Which lines in the records below hold the word "vent"? Copy each of them.
________________________
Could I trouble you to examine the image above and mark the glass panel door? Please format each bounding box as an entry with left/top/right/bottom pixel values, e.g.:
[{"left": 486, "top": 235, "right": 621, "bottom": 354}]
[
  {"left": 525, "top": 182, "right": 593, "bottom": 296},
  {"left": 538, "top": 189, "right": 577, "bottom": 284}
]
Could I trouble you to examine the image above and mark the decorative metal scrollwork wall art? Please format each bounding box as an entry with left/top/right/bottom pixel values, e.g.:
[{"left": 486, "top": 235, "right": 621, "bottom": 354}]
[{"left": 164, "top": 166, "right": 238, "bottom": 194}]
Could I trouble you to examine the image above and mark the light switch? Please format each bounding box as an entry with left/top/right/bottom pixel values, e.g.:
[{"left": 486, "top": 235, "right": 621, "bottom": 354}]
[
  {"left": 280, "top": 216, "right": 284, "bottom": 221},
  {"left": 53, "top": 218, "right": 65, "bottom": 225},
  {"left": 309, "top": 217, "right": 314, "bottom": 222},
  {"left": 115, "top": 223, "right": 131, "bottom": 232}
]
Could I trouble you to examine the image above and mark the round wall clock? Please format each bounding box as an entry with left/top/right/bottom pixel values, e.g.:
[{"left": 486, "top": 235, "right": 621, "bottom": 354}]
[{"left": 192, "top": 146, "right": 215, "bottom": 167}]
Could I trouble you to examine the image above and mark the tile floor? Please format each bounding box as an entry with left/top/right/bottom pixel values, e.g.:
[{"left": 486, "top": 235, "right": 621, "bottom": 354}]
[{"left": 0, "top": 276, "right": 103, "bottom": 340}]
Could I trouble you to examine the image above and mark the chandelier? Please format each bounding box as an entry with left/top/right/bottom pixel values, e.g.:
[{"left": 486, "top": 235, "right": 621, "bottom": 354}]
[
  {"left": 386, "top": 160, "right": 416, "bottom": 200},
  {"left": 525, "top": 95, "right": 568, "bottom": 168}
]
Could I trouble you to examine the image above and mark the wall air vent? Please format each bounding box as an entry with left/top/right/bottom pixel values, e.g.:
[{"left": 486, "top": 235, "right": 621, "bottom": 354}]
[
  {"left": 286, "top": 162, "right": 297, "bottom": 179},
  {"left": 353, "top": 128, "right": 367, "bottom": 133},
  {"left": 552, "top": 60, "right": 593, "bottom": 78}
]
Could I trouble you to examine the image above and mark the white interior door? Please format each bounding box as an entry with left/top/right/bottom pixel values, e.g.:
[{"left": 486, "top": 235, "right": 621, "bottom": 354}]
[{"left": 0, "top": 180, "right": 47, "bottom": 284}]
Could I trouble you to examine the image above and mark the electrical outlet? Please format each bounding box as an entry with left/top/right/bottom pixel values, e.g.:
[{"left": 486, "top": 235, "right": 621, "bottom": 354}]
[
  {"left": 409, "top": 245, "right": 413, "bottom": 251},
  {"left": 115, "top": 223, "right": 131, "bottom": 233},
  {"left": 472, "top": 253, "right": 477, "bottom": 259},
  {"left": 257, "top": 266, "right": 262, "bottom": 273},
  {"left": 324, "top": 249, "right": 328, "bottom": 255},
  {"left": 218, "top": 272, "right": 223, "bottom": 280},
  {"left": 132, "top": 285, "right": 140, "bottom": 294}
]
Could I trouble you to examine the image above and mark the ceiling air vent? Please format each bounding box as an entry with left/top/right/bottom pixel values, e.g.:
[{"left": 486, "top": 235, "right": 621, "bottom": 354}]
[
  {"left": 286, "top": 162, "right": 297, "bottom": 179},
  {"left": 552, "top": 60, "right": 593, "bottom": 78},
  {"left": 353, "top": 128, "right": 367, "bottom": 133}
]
________________________
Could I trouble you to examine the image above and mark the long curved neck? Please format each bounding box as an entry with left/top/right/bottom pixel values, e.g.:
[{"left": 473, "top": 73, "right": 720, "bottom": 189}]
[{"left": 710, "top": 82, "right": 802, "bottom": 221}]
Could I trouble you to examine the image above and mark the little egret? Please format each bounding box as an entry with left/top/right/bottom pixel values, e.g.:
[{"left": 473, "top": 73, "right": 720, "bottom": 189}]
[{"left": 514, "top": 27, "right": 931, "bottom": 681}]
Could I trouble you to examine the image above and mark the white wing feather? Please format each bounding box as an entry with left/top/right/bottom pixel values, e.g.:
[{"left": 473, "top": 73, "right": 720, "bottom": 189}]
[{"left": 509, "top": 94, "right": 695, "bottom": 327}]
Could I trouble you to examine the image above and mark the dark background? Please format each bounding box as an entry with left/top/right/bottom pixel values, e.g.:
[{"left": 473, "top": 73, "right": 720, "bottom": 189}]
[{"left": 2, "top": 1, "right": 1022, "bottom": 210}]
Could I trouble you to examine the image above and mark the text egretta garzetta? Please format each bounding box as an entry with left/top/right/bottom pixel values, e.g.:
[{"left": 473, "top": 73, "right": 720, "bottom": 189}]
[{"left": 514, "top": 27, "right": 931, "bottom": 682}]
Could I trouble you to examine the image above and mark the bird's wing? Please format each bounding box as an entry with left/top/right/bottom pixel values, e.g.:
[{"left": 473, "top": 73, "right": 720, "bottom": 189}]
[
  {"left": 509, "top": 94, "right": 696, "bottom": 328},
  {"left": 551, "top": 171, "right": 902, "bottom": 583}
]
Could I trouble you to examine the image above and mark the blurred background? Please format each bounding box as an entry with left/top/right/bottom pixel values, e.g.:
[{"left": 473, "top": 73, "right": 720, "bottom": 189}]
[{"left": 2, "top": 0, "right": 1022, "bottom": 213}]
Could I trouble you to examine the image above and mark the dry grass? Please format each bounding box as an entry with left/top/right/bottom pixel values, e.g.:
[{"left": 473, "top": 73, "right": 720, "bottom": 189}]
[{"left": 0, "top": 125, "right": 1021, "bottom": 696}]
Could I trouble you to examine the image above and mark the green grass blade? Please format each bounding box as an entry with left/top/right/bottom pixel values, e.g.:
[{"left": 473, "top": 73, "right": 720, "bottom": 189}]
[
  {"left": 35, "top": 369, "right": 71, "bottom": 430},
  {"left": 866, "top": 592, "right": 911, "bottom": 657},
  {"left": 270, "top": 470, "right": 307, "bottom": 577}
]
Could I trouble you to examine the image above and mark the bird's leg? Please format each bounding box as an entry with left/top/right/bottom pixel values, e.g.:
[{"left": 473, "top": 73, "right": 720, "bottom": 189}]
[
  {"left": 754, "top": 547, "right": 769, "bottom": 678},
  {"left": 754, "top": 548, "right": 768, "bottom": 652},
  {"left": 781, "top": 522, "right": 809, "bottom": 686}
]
________________________
- _EXERCISE ANSWER_
Could I trouble you to examine the image above and mark the wall air vent? Please format each bounding box as an entry with left/top/right/bottom pixel values, e.g.:
Could I trouble you to examine the image above and mark the ceiling air vent? Please format each bounding box as an entry with left/top/right/bottom pixel values, e.g.:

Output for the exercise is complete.